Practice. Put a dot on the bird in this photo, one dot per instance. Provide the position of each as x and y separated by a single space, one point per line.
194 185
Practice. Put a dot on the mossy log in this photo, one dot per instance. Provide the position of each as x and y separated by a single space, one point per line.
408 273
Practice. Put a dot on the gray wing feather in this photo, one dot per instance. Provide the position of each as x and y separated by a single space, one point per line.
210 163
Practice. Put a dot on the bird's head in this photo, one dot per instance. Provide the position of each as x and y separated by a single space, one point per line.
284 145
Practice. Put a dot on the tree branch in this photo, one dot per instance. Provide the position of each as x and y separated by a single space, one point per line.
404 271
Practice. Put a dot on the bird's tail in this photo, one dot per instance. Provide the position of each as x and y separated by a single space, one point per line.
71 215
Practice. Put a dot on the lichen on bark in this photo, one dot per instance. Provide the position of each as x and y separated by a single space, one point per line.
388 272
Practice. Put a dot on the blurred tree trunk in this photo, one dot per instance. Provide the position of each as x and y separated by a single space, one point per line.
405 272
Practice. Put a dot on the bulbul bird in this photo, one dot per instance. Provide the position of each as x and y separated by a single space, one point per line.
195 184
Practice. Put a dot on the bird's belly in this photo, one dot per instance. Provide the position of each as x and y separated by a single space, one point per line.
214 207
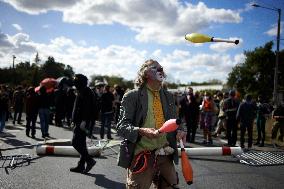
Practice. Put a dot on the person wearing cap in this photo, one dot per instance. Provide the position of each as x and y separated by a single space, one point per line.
231 106
246 114
278 116
147 154
82 117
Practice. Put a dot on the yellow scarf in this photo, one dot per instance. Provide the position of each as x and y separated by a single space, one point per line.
157 109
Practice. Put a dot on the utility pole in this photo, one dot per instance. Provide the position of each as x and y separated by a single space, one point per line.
276 99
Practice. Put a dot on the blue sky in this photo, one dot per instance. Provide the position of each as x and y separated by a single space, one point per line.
109 37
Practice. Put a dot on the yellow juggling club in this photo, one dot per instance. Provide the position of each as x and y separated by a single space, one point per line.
201 38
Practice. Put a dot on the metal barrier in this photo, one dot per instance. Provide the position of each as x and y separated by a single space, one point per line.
13 161
261 158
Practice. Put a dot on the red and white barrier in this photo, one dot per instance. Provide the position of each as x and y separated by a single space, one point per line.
65 150
213 151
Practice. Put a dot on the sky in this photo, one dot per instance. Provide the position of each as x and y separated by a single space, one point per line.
111 37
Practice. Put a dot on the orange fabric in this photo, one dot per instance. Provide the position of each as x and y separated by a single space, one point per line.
158 110
207 105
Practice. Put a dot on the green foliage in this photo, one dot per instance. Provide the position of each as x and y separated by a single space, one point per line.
255 75
111 80
28 74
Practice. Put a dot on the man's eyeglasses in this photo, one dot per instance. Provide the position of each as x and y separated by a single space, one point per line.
158 69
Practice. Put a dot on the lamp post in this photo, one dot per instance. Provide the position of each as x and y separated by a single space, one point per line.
14 57
275 89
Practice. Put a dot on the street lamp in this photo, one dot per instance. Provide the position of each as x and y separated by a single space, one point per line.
275 89
14 57
13 72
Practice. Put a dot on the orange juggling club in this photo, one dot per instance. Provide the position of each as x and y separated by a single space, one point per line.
170 126
201 38
185 165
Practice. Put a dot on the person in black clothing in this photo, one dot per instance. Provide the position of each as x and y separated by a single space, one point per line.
43 111
246 115
107 105
190 112
261 111
278 115
31 111
59 102
82 117
70 99
118 94
231 106
18 103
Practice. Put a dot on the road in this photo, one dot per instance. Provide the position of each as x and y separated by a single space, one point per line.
51 172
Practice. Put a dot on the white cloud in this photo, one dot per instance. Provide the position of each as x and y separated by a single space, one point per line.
17 26
273 31
162 21
223 47
46 26
37 7
117 60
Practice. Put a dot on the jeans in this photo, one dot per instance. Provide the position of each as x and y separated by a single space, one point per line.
44 120
79 143
2 120
31 123
106 119
260 123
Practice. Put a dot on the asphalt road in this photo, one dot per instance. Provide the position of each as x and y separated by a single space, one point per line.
53 171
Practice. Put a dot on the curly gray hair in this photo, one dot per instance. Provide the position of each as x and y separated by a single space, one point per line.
141 75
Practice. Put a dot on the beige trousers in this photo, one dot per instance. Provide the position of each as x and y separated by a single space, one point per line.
164 167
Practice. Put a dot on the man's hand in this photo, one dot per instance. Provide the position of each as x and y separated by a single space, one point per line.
149 132
181 135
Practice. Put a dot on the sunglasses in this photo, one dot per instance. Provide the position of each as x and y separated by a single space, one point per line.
158 69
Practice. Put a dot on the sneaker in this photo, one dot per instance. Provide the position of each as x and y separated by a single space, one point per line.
78 169
89 166
261 145
210 141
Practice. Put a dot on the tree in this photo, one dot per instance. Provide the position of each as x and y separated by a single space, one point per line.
255 75
55 69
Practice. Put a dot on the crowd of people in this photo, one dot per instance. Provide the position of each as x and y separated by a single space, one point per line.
56 106
146 153
226 112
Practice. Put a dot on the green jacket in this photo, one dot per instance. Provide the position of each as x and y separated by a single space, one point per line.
132 116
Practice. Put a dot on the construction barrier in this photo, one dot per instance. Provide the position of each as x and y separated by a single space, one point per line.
65 150
213 151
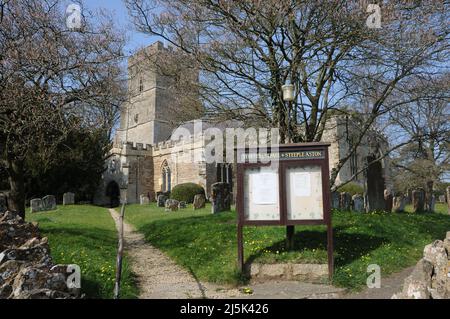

_EXERCISE BRIEF_. Set down the records in full and exactly. Do not carry over any image.

_TASK OUTPUT_.
Practice. Put a dot on the bird in this photo, one dot per instance. Provide the position of each as x and y separated by a single space, one point per line.
194 185
Practice. Put a dot on the mossy log in this photo, one dot per instance. Provide the position of each as x and y separated by a single space, one point per line.
408 273
Practice. Put a dot on the gray wing feather in this photo, one dot per instance. Provide the position of each as x and y separated by a single space, one point per line.
210 163
Practice. Put a dot on the bird's head in this photo, one dot per instance. Provide the position of each as x and y separated by a single space, one point per line.
284 145
Practice. Put a dot on the tree branch in this photo, one dot per instance. Provide the position of each as x and y separated by a single space, one point per line.
404 271
Practice. Put a dot on the bird's tail in this photo, one dot per instance. Provide the position of each as x and y separated by a single space, one point per line.
71 215
Practice. Put a dot on the lichen on bark in this photo, one dot per instance. Provide the position of each as x and y separated by a single space, one point per line.
388 272
Practice. Put a dot on the blurred tree trunk in this photo, one dot per instance. Provide the position of each as x and y separated by a single space, one point per line.
405 272
Practice. Put a dot on the bulbul bird in this photo, one dot per instance. Provide the position of each as x and y separated by a single space, one point per line.
195 184
Practice. Put a dot on the bird's belly in this photo, one dot per instance. Provide the position of each as x and y separated by a single space, one point per line.
214 207
Practice. Put a dot on the person wearing cap in this photo, one dot per instance. Provide the position of each as x and y separated by a single space, one point per line.
231 106
246 114
278 116
147 154
82 117
Practice. Put a dot on the yellow scarf in this photo, one dot per instance. Provide the position of each as x and y separated by a single space, one point per line.
157 109
Practice. Put a dot on the utility pole in this photo, one dot per instance. Provide the position of each as x and y separated by a single space, one point per line.
276 99
Practice. Put a dot on the blue sky in this photo, one dot per instance. Provide the position of each as x and y separated by a single space, one point per line.
109 37
Practice. Put a dot on the yellow juggling club in this photo, one dot per instance. Provide the position of each as x and y separated by a single space, one point per line.
201 38
Practice. Put a dot on the metal barrier in this photo, one dot per instance. Provide the position of each as x and y separated by a single space, one point per line.
13 161
261 158
Practice. Put a dot on the red and white barrier in this photo, one dot per instance. Provide the position of each as x and y separated by a single space, one point per line.
65 150
213 151
Practice. Put a dot on the sky in this photo, one dot per instance. Provide the position of each as x and y separated by a single space, one point per line.
111 37
Practice. Put a dot on the orange fabric in this photo, one dot per instance. Provide the position of each as x and y separated by a single space, one point per line.
158 110
207 105
Practice. Put a dot on the green foliage in this photo, one dot per instance. Provide the position of each as x and y separated by a single space, one point per line.
255 75
111 80
28 74
Practice. Put a dot on the man's eyeglasses in this photo, one dot per instance. Provide the position of each as x and y separated by a single space, one point per line.
158 69
Practice. Put a dot on the lamp post in this photo, one dot per instance. Provide the position of each as x and y separated by a single space, one point per line.
14 57
275 89
Practice. Put a dot on the street lamp in this photo, one dot per instance. Provide the position of each as x and y separated by a single space, one point per line.
275 89
14 57
13 72
Practice. Put a dot on the orange juggling club in this photo, one dot per instance. Provide the position of each as x and y separated by a single space, one point per line.
170 126
201 38
185 165
Practice. Put a dot on the person in black clothing in this photo, one dot per instance. Provide the position of each as x and y separated by a single space, one point per line.
43 111
246 115
107 105
190 112
261 111
278 115
31 111
59 102
82 117
70 99
118 94
231 106
18 103
Practice. Put a dot on the road in this photo, one dot per instance. Provide the position of each as x and y separated by a single space, one point per line.
51 172
Practice. Put a dot on the white cloud in this photo, one dot per instance. Provide the position of each as x and y separated by a single space, one point per line.
17 26
273 31
162 21
223 47
46 26
37 7
117 60
Practice. Put a dot on the jeans in this photo, one dot per instance. Provide the position of each as x and y separated by a single space, one point per line.
44 120
79 143
2 120
31 123
106 119
260 123
Practice. Put a dot on the asphalt road in this photo, one dot per instance. Provide the position of each as x and y separated by a single space, one point per line.
53 171
Practice. Put a dot on the curly gray hair in this photo, one dot per instance. Provide the position of each as x and y separated by a single space, one point per line.
141 75
Practice. Put a dot on the beige trousers in this photo, one dot per instance. Provide the position of each as x and y separated by a single space, one point per line.
164 167
Practice. Put a dot on the man's hand in this photo, one dot per instance. Provide the position of each as x and y separated by a single space, one point per line.
149 132
181 135
Practice. Put a dot on the sunglasses in this photo, one dot per instance. Provide the position of each as x and y separated by a single space, one point per line.
158 69
Practice. Put a dot on the sneaker in this photo, one dot per instance. Provide the position of each as x and y separated by a single space, one point per line.
78 169
89 166
261 145
210 141
Practice. Put a dot on the tree in this photo, one dot per instance. Provide the position of each as x and y separated by a single space, one point per line.
255 75
55 69
Practice. Put a dot on the crowd of people in this photo, one dot per instance. Provide the position of each as x and y separated by a single space, one point per line.
56 106
146 153
226 112
Practice. Put a dot on the green jacket in this photo, one dot per instance. Provide the position of each as x and y separated by a single space, one point per line.
132 116
Practice. Put a dot on the construction barrier in this photo, one dot per instance. Provide the position of each as x and y separated by a single space, one point per line.
65 150
213 151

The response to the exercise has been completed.